WORK INSTRUCTIONS:
Output the following data exactly.
----
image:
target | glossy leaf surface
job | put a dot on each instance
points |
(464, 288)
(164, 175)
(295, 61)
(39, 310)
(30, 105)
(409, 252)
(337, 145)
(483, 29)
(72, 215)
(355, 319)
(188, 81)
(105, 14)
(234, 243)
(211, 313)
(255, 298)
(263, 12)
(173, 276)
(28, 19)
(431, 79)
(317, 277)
----
OUTPUT OF THE EXERCISE:
image:
target | glossy leaf surface
job | put a dot on each instance
points |
(464, 288)
(164, 175)
(295, 61)
(39, 310)
(30, 105)
(409, 252)
(337, 145)
(483, 29)
(72, 215)
(355, 319)
(188, 81)
(105, 14)
(234, 243)
(211, 313)
(255, 298)
(263, 12)
(173, 276)
(28, 19)
(431, 79)
(317, 277)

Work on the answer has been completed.